Goal
Locate each line of the material below that contains the string "bucket", matching case exactly, and copy those lines out.

— Start of Extracted entries —

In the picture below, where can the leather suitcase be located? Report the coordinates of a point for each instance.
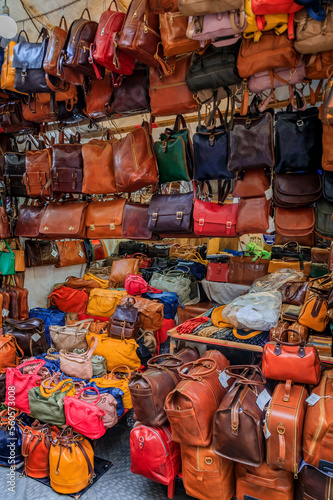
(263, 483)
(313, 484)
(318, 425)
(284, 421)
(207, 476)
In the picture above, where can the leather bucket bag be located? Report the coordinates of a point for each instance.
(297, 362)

— End of Extracted entries —
— Start of Extracted entries —

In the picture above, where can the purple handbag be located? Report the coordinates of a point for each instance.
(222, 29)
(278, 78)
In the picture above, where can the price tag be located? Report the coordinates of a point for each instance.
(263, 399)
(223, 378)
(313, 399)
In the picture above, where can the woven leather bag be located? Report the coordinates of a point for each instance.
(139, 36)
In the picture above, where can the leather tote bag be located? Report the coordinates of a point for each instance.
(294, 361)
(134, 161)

— End of Extracted entries —

Finished answer
In the picture above, where can the leather bucket bag be located? Report the coordinates of a point for each instance.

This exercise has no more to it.